Restate, word for word, every line of the data.

—————

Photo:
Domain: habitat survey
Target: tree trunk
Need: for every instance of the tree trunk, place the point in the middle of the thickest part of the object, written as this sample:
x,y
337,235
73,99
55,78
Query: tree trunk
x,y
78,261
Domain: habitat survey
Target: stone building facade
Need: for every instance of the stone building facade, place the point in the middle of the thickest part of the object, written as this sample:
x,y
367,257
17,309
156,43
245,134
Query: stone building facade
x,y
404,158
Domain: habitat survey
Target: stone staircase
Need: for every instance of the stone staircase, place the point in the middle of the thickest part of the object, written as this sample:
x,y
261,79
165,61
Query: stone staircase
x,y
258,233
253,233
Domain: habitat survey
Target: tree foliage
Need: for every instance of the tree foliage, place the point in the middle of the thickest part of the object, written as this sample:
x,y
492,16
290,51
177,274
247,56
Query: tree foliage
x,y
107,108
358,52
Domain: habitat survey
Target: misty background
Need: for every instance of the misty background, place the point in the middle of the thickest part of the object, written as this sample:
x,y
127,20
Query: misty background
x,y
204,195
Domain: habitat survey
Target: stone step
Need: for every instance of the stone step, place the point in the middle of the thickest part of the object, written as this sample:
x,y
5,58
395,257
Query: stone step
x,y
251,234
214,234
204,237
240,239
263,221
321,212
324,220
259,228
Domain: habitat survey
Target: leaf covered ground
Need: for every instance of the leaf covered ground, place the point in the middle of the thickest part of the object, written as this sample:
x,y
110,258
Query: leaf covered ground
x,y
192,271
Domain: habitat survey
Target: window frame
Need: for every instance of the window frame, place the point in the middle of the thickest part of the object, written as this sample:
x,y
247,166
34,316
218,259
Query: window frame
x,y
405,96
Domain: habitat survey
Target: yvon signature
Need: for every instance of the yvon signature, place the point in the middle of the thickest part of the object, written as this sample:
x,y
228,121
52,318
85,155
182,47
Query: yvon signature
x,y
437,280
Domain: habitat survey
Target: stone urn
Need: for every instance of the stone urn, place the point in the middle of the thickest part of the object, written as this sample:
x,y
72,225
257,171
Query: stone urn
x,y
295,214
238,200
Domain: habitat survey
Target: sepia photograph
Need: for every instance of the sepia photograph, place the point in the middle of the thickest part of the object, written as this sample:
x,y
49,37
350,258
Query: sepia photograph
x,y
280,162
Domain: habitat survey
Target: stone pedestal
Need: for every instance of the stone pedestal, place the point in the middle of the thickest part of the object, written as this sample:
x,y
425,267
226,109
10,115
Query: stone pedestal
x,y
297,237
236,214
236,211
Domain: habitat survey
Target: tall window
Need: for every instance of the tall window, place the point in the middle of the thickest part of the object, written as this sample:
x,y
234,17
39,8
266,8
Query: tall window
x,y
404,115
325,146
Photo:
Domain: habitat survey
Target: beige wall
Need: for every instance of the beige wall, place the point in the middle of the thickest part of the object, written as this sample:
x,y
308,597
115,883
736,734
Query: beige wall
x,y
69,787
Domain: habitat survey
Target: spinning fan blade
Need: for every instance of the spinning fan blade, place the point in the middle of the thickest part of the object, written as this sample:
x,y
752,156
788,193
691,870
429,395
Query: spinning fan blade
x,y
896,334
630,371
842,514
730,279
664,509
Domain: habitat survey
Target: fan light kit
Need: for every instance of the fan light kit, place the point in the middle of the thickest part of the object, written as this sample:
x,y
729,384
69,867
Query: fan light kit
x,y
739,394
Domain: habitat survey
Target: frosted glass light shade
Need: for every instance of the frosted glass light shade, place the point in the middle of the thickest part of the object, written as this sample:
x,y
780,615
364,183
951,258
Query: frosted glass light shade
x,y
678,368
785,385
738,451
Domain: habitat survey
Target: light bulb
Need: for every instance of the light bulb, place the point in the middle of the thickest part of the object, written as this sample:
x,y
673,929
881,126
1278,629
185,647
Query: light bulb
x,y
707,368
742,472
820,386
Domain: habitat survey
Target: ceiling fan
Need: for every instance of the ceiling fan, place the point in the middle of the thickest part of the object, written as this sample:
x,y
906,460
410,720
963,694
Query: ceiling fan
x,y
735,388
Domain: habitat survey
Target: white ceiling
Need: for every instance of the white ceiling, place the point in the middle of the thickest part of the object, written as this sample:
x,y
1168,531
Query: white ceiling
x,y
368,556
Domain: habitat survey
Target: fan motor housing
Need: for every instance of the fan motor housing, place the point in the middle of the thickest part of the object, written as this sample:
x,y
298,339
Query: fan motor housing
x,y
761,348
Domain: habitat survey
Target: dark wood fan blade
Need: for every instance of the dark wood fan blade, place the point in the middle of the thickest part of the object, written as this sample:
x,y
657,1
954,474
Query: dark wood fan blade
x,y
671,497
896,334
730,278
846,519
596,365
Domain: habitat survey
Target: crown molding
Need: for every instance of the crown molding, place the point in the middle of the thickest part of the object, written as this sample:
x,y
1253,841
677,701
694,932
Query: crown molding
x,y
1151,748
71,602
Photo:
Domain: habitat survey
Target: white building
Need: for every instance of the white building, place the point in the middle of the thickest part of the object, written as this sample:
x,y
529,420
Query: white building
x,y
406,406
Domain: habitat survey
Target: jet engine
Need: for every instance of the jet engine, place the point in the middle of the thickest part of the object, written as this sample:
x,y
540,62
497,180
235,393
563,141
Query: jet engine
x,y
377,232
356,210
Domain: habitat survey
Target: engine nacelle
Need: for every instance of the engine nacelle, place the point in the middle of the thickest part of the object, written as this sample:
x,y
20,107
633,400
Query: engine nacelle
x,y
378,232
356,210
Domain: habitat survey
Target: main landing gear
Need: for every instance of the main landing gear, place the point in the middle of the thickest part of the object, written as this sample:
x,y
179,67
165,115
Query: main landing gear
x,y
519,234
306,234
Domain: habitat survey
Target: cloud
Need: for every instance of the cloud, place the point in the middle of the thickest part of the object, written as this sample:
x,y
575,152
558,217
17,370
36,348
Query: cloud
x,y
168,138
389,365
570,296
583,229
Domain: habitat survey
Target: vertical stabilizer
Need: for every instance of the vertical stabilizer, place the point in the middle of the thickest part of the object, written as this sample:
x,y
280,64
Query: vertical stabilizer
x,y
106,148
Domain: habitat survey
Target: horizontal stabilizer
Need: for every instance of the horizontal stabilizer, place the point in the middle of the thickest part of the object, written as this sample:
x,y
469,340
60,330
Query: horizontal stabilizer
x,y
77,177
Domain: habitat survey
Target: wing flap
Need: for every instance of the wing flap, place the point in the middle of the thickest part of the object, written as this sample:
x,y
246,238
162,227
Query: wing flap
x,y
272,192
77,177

—————

* [Solution to the exercise]
Photo:
Domain: habitat survey
Target: tree trunk
Need: for every instance of the tree trunk, place the point in the middle of the thickest part of the object, written as this sample:
x,y
337,235
73,99
55,78
Query: tree trunk
x,y
78,261
Domain: habitat survey
Target: stone building facade
Need: for every instance of the stone building facade, place the point in the middle of the thickest part of the object, written as this sample:
x,y
367,257
17,309
156,43
245,134
Query: stone building facade
x,y
404,158
Domain: habitat survey
Target: stone staircase
Need: for every instance of the stone staircase, place the point in the middle of the thickest part of the object, written as this sample:
x,y
261,79
165,61
Query: stone staircase
x,y
258,233
253,233
Domain: habitat survey
Target: tree foliage
Need: for every instance of the tree foliage, place the point in the middle of the thickest part of the object, written as this sample:
x,y
492,16
290,51
177,274
247,56
Query: tree foliage
x,y
107,108
358,52
Domain: habitat survey
Target: misty background
Need: for every instance of the misty background, place the point in the middle of the thickest part of the object, written as this sample:
x,y
127,20
Query: misty background
x,y
204,195
Domain: habitat survey
Target: stone step
Need: for every instance of the stone step, place the point in the middle of the thickest part of the object, written as this sample:
x,y
5,58
395,257
Query: stone step
x,y
251,234
214,234
204,237
240,239
263,221
321,212
324,220
259,228
Domain: habitat survey
Target: leaf covered ground
Need: for every instance of the leaf covered ground, place the point in the middle of the thickest part of the object, written as this sample:
x,y
110,258
Query: leaf covered ground
x,y
192,271
Domain: habitat survey
Target: window frame
Need: for every instance of the window frame, place the point in the middle of the thickest part of the object, written as this sample:
x,y
247,166
34,316
218,259
Query: window frame
x,y
405,96
Domain: habitat survey
Target: yvon signature
Need: for every instance of the yvon signature, place the point in the middle of the thickest part of the object, written as this sample:
x,y
228,121
52,318
85,155
182,47
Query: yvon signature
x,y
437,280
Domain: habitat survey
Target: stone urn
Need: for every instance of the stone urn, place the point in the middle of the thickest part of the object, written as this sample:
x,y
72,225
257,171
Query: stone urn
x,y
295,214
238,200
Domain: habitat survey
Target: sepia photograph
Need: for every instance of the sepia photograph, place the point in the middle of the thickest part of the object, written as this sample:
x,y
49,37
350,258
Query: sepia photograph
x,y
280,162
Domain: habitat survey
Target: stone pedestal
Need: for every instance of the stone pedestal, place the point in the middle of the thickest part of the object, written as this sample:
x,y
425,267
226,109
10,115
Query: stone pedestal
x,y
297,237
236,214
236,211
Domain: habitat survey
Target: tall window
Need: for every instance of the tall window, place the point in the middle of the thickest part of the object, written as this sample:
x,y
234,17
39,8
266,8
Query: tall window
x,y
404,115
325,146
Photo:
Domain: habitat survey
Target: beige wall
Need: for every instance of the beige wall, place the point in the middle of the thickest part of the object, written as this sample:
x,y
308,597
115,883
736,734
Query: beige wall
x,y
69,787
Domain: habitat survey
Target: spinning fan blade
Need: for every instance of the spinning fan blade, place the point in the middle of the thickest part of the object, written as this sample:
x,y
752,156
788,193
691,870
429,395
Query: spinning fan blade
x,y
896,334
630,371
842,514
730,279
664,509
Domain: habitat survey
Target: fan light kit
Need: for every instance of the fan light kit, place the point in the middle of the thickest part of the object, written as this sample:
x,y
729,384
69,867
Query: fan light kit
x,y
739,394
Domain: habitat survey
Target: frosted glass light shade
Need: for every instance of the frosted glass light shade, place the point in the middle of the thickest part of the object, written as this sample:
x,y
780,615
364,183
951,258
Query: frosted glass light shade
x,y
678,368
785,385
738,451
Domain: habitat survey
Target: light bulb
Need: for every instance of the light bulb, place the point in the middle of the thickest part of the object, written as this sample:
x,y
673,929
881,126
1278,629
185,647
Query: light bulb
x,y
707,368
742,472
820,386
Domain: habitat survey
Target: ceiling fan
Need: for every instance of the ceiling fan, place the point in the middle of the thickest part of the object, written as this sample:
x,y
906,460
410,720
963,694
Query: ceiling fan
x,y
735,388
Domain: habitat survey
Target: white ceiling
Need: for every instance of the white ceiling, place the point in the middle of the thickest part of the object, written as this sample:
x,y
1168,531
Query: white ceiling
x,y
368,556
Domain: habitat survey
Target: fan motor housing
Need: for every instance of the fan motor housing, place the point in the middle of the thickest part of the object, written as this sample:
x,y
298,339
Query: fan motor housing
x,y
761,348
Domain: habitat survey
Target: dark wood fan blade
Need: for every instance of the dark wood fan blade, place the point in the middle of the thickest part of the object, written as this sample:
x,y
657,1
954,474
Query: dark wood fan blade
x,y
671,497
896,334
730,278
846,519
596,365
Domain: habitat survey
Target: crown molding
Need: for every instance of the crown molding, place the point in the middle of the thickest part of the object, written as this sample:
x,y
1253,841
677,701
694,932
Query: crown molding
x,y
1151,748
71,602
Photo:
Domain: habitat survey
Target: white building
Need: for every instance of the white building, place the point in the middle of the thickest part of the object, written as this sample:
x,y
529,420
Query: white building
x,y
406,406
Domain: habitat survey
Target: jet engine
Need: for every instance of the jet engine, place the point in the middle of the thickest part of the object, written as this sample:
x,y
540,62
497,180
235,393
563,141
Query: jet engine
x,y
377,232
356,210
Domain: habitat survey
Target: engine nacelle
Need: for every instance of the engine nacelle, place the point in the middle of the thickest part of the object, written as this sample:
x,y
20,107
633,400
Query: engine nacelle
x,y
378,232
356,210
Domain: habitat survey
Target: main landing gear
Need: for every instance of the main landing gear, place the point in the middle of the thickest part of the object, written as this sample:
x,y
179,67
165,115
Query: main landing gear
x,y
519,234
306,234
Domain: habitat survey
Target: cloud
Need: for every instance of the cloud, place the point in the middle of the thickest part of the object, written as this sample:
x,y
575,152
558,217
17,370
36,348
Query: cloud
x,y
168,138
389,365
570,296
583,229
Domain: habitat survey
Target: vertical stabilizer
Need: for every instance of the vertical stabilizer, place the point in the middle of the thickest part of the object, written as this sample:
x,y
280,64
Query: vertical stabilizer
x,y
106,148
Domain: habitat survey
Target: horizontal stabilizer
Need: for every instance of the horizontal stabilizer, place the point in the middle of the thickest part of the object, written as this sample:
x,y
469,340
60,330
Query: horizontal stabilizer
x,y
77,177
Domain: habitat survey
Target: wing flap
Need: for every instance of the wing flap, place the point in the middle of the thickest part of the object, written as this sample:
x,y
246,238
162,227
Query: wing flap
x,y
272,192
77,177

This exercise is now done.